__BRIEF__
Produce word for word the lines of the data below running from the one that has "Target | door" to the one that has "Target | window", inclusive, and no others.

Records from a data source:
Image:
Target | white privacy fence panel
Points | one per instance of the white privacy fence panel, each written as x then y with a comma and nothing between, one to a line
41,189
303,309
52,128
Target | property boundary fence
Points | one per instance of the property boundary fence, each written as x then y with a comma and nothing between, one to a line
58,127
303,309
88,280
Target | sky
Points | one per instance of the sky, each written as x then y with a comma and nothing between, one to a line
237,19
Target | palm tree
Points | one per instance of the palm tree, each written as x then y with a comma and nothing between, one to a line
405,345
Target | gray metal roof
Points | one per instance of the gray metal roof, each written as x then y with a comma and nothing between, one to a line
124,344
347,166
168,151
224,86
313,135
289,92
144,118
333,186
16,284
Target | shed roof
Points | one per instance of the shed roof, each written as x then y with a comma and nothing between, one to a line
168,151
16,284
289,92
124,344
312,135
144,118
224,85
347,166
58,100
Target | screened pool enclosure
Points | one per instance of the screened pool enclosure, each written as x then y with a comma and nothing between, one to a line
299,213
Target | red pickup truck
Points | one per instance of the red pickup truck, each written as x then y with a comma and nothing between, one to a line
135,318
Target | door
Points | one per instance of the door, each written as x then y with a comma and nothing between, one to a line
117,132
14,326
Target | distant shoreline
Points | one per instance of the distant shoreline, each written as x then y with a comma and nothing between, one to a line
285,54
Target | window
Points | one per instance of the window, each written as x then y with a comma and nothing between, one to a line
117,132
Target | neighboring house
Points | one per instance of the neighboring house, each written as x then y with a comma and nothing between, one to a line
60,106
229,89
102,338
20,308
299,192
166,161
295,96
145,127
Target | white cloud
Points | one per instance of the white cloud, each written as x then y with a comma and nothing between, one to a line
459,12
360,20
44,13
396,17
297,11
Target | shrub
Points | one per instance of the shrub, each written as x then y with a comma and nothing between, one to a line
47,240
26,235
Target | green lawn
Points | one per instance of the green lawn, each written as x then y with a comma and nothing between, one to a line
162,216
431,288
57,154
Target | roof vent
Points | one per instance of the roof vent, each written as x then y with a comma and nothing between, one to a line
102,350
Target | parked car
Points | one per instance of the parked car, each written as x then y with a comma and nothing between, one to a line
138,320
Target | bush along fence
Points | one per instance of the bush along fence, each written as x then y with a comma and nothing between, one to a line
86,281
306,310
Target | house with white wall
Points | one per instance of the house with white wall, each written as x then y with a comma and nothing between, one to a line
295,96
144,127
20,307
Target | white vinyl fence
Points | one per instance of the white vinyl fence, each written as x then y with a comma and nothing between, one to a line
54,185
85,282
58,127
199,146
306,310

__EXERCISE SOLUTION__
Target | door
Points | one per instance of the door, each written as x then y with a comma and nothing between, one to a line
117,132
14,326
Target | distant shoreline
Points | one per instance of the distant shoreline, each written as x then y with a comma and nothing between, one to a line
285,54
Target | window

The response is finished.